### AIM:
Update the data below by swapping each "target" for "object" and keeping everything else unchanged. Reproduce every line except the pictures.

### TASK INPUT:

+ + + +

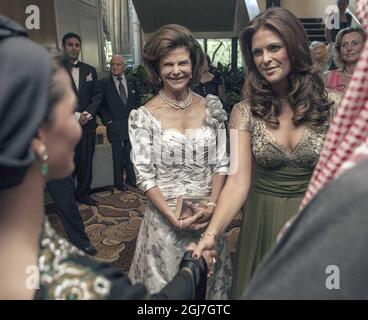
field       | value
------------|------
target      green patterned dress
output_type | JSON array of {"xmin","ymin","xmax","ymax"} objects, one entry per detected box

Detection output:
[{"xmin": 230, "ymin": 91, "xmax": 342, "ymax": 299}]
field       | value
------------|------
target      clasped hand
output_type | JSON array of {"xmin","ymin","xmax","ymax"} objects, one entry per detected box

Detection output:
[{"xmin": 174, "ymin": 201, "xmax": 213, "ymax": 230}]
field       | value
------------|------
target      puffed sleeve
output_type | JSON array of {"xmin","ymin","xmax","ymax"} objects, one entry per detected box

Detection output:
[
  {"xmin": 129, "ymin": 107, "xmax": 157, "ymax": 192},
  {"xmin": 206, "ymin": 95, "xmax": 230, "ymax": 174},
  {"xmin": 230, "ymin": 101, "xmax": 252, "ymax": 131}
]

+ + + +

### COMPLETED TASK:
field       | value
------------|------
object      green patterned dress
output_type | JSON array of {"xmin","ymin","xmax","ymax"} objects, one entry per detected box

Detection output:
[{"xmin": 230, "ymin": 91, "xmax": 342, "ymax": 299}]
field       | value
------------|------
object      clasped hand
output_type | JSON array of {"xmin","ymin","xmax","ymax"} objects, one entry per detected box

Detection output:
[{"xmin": 174, "ymin": 201, "xmax": 213, "ymax": 230}]
field       | value
------------|------
object      puffed sleeve
output_type | JSON array of {"xmin","ymin","xmax","ymax"} objects, one entry per detected box

Detection output:
[
  {"xmin": 129, "ymin": 107, "xmax": 157, "ymax": 192},
  {"xmin": 206, "ymin": 95, "xmax": 230, "ymax": 174},
  {"xmin": 230, "ymin": 101, "xmax": 252, "ymax": 131}
]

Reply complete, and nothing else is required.